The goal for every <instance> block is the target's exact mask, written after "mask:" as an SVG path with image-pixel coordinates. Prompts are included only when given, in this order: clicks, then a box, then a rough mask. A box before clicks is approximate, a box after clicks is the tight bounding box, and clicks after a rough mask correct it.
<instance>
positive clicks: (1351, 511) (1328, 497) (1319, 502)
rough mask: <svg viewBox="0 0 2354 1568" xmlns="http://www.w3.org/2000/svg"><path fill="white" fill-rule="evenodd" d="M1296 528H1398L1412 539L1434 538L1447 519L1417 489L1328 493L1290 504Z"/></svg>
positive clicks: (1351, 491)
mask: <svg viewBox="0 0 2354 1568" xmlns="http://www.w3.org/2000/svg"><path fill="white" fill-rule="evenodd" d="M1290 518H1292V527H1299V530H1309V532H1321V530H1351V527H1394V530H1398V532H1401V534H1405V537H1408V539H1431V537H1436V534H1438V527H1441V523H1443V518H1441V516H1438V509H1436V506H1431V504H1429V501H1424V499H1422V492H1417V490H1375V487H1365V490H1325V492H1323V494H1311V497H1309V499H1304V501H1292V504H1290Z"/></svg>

- **Task prompt**: Reproduce all of the rows above character for character, leaving out nothing and changing nothing.

- **Task output**:
The goal for every <instance> block is the target's exact mask, written after "mask:" as an SVG path with image-pixel coordinates. Prompts are included only when given, in this order: clicks, then a box, then a rough mask. A box before clicks is approximate, a box after clicks is the tight bounding box, and clicks after a rough mask correct it.
<instance>
positive clicks: (1351, 511) (1328, 497) (1319, 502)
rough mask: <svg viewBox="0 0 2354 1568" xmlns="http://www.w3.org/2000/svg"><path fill="white" fill-rule="evenodd" d="M1296 528H1398L1412 539L1434 538L1447 519L1417 489L1328 493L1290 504Z"/></svg>
positive clicks: (1351, 491)
mask: <svg viewBox="0 0 2354 1568" xmlns="http://www.w3.org/2000/svg"><path fill="white" fill-rule="evenodd" d="M1290 518H1292V527H1299V530H1309V532H1321V530H1351V527H1394V530H1398V532H1401V534H1405V537H1408V539H1431V537H1436V534H1438V527H1441V523H1443V518H1441V516H1438V509H1436V506H1431V504H1429V501H1424V499H1422V492H1417V490H1375V487H1365V490H1325V492H1323V494H1311V497H1309V499H1304V501H1292V504H1290Z"/></svg>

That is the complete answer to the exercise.